Annotation dataset entries —

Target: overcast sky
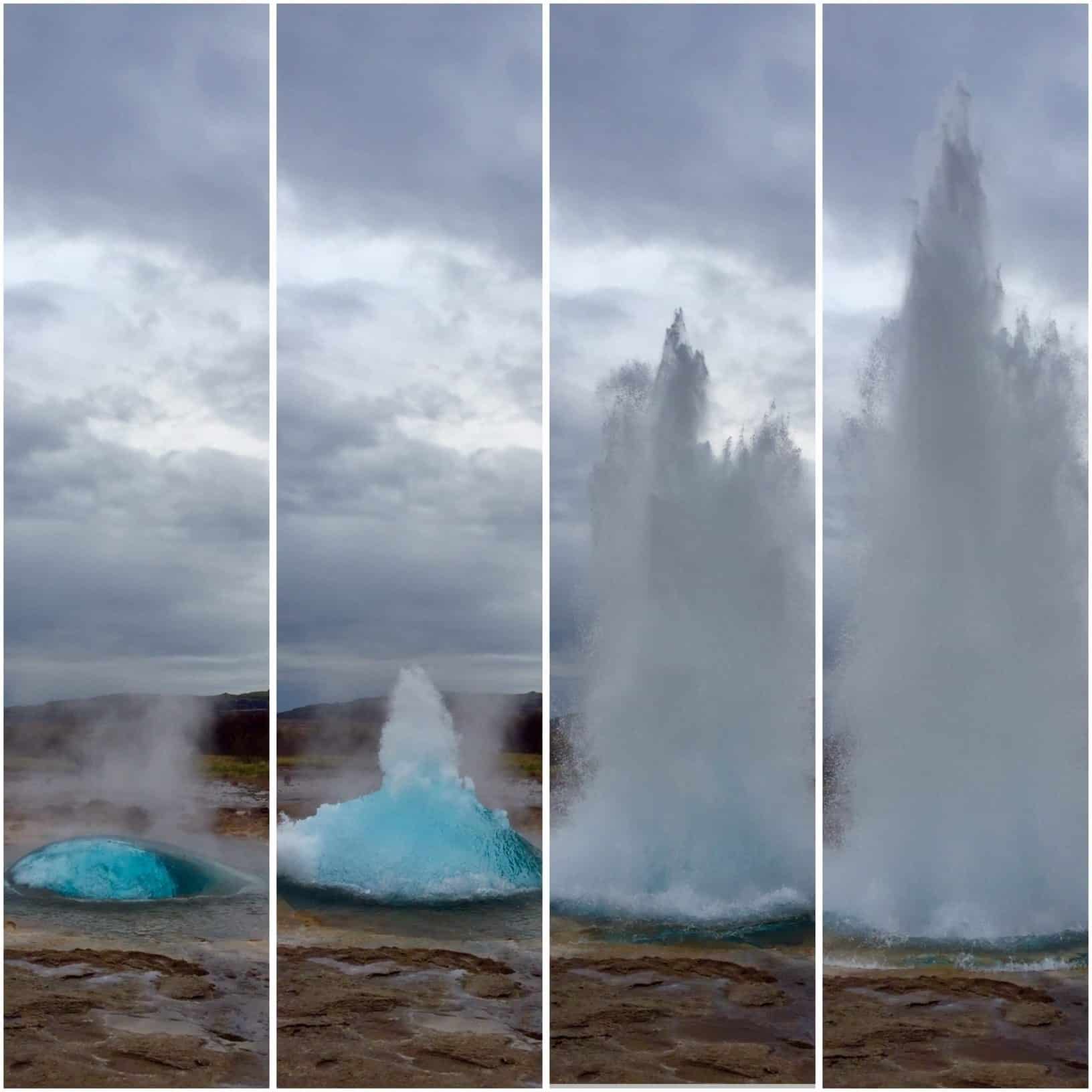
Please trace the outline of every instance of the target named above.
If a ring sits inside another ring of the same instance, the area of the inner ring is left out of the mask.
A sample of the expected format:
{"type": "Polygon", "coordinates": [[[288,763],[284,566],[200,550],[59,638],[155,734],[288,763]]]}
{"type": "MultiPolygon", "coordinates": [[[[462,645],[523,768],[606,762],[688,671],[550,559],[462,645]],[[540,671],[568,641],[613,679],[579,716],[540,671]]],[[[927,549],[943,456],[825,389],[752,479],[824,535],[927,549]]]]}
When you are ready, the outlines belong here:
{"type": "MultiPolygon", "coordinates": [[[[1088,9],[823,5],[823,425],[855,411],[856,376],[902,301],[924,140],[954,81],[970,91],[994,260],[1011,314],[1088,342],[1088,9]]],[[[829,449],[828,449],[829,450],[829,449]]],[[[836,464],[828,460],[831,474],[836,464]]],[[[844,616],[836,480],[828,477],[828,652],[844,616]]]]}
{"type": "Polygon", "coordinates": [[[542,688],[542,13],[278,9],[281,707],[542,688]]]}
{"type": "Polygon", "coordinates": [[[5,703],[268,686],[268,13],[4,9],[5,703]]]}
{"type": "Polygon", "coordinates": [[[815,452],[815,9],[550,10],[554,710],[589,624],[595,389],[657,364],[676,307],[715,446],[771,401],[815,452]]]}

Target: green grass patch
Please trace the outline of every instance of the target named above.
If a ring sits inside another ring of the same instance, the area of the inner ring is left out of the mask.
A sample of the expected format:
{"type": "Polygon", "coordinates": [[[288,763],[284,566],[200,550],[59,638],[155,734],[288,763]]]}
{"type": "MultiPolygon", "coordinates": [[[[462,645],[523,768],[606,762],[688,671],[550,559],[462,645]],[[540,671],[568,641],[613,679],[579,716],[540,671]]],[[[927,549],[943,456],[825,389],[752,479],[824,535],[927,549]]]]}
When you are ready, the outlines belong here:
{"type": "Polygon", "coordinates": [[[235,755],[202,755],[205,776],[223,781],[259,782],[269,787],[270,764],[264,758],[237,758],[235,755]]]}
{"type": "Polygon", "coordinates": [[[543,780],[542,755],[524,755],[519,751],[505,751],[500,758],[507,773],[518,778],[530,778],[532,781],[543,780]]]}
{"type": "Polygon", "coordinates": [[[345,755],[278,755],[278,770],[333,770],[348,761],[345,755]]]}

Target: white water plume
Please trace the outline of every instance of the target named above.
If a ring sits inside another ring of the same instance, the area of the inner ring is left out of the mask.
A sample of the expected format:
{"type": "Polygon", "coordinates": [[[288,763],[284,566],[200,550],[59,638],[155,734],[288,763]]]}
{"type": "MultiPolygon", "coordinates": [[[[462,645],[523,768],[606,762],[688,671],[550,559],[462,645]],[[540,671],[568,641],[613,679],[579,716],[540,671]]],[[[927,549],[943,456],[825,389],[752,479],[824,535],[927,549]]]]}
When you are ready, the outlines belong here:
{"type": "Polygon", "coordinates": [[[968,108],[942,112],[844,432],[860,548],[829,682],[850,744],[826,909],[923,937],[1087,926],[1087,359],[1002,324],[968,108]]]}
{"type": "Polygon", "coordinates": [[[810,910],[814,480],[772,410],[714,453],[708,382],[677,312],[655,377],[631,365],[605,387],[581,787],[551,842],[562,906],[810,910]]]}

PROBLEM DESCRIPTION —
Copy out all the records with "the outlines belong here" swapped for "place the outlines here" wherever it occurs, keeping everything else the same. Leave the pictures out.

OUTPUT OF THE TASK —
Target: overcast sky
Please trace the outline of every instance of the target named above.
If a ring sits inside another ring of the same instance, the area of the inner ring is left out of the mask.
A sample of the expected format:
{"type": "Polygon", "coordinates": [[[288,763],[284,566],[200,550],[59,638],[155,734],[288,763]]]}
{"type": "MultiPolygon", "coordinates": [[[[462,645],[523,768],[606,762],[688,671],[550,559],[462,645]],[[540,671],[568,641],[613,679],[579,716],[540,671]]],[[[927,549],[943,456],[825,389],[752,479],[824,535],[927,549]]]]}
When you are ready, place the outlines here:
{"type": "MultiPolygon", "coordinates": [[[[1088,9],[823,5],[823,425],[855,411],[856,376],[902,301],[924,140],[954,81],[970,91],[994,260],[1011,314],[1088,342],[1088,9]]],[[[829,449],[828,449],[829,450],[829,449]]],[[[836,464],[828,460],[831,474],[836,464]]],[[[844,616],[836,480],[828,477],[828,652],[844,616]]]]}
{"type": "Polygon", "coordinates": [[[542,688],[542,13],[278,9],[281,707],[542,688]]]}
{"type": "Polygon", "coordinates": [[[5,703],[268,686],[268,13],[4,9],[5,703]]]}
{"type": "Polygon", "coordinates": [[[815,452],[815,9],[550,10],[554,710],[589,624],[595,389],[657,364],[676,307],[715,446],[771,401],[815,452]]]}

Target: green grass patch
Please trace the outline of every instance of the target named above.
If a ring sits inside another ring of the same instance, the area of the inner ring is left out of the mask.
A sample of the expected format:
{"type": "Polygon", "coordinates": [[[288,763],[284,566],[200,550],[59,638],[155,734],[288,763]]]}
{"type": "MultiPolygon", "coordinates": [[[[462,645],[523,768],[606,762],[688,671],[550,559],[462,645]],[[540,671],[568,641],[613,679],[579,716],[540,671]]],[[[927,549],[943,456],[825,389],[752,479],[824,535],[927,549]]]]}
When you are ready, place the outlines here:
{"type": "Polygon", "coordinates": [[[235,755],[202,755],[205,776],[223,781],[259,782],[269,787],[270,764],[264,758],[237,758],[235,755]]]}
{"type": "Polygon", "coordinates": [[[543,780],[542,755],[524,755],[519,751],[505,751],[500,758],[507,773],[518,778],[530,778],[532,781],[543,780]]]}
{"type": "Polygon", "coordinates": [[[345,755],[278,755],[278,770],[333,770],[348,761],[345,755]]]}

Target: white water plume
Please trace the outline of every instance of the target named above.
If a ring sits inside another ring of the same instance, the area of the inner ring is left out of the mask.
A sample of the expected format:
{"type": "Polygon", "coordinates": [[[288,763],[284,566],[200,550],[59,638],[155,734],[288,763]]]}
{"type": "MultiPolygon", "coordinates": [[[[462,645],[523,768],[606,762],[688,671],[550,559],[462,645]],[[540,671],[568,641],[613,679],[579,716],[540,671]]],[[[927,549],[943,456],[825,389],[752,479],[824,535],[927,549]]]]}
When you are ready, place the outlines here:
{"type": "Polygon", "coordinates": [[[968,108],[942,112],[844,432],[860,548],[829,682],[850,744],[826,909],[923,937],[1087,926],[1087,359],[1002,324],[968,108]]]}
{"type": "Polygon", "coordinates": [[[810,910],[814,480],[772,410],[714,453],[708,382],[677,312],[655,377],[631,365],[605,387],[581,787],[551,842],[562,906],[810,910]]]}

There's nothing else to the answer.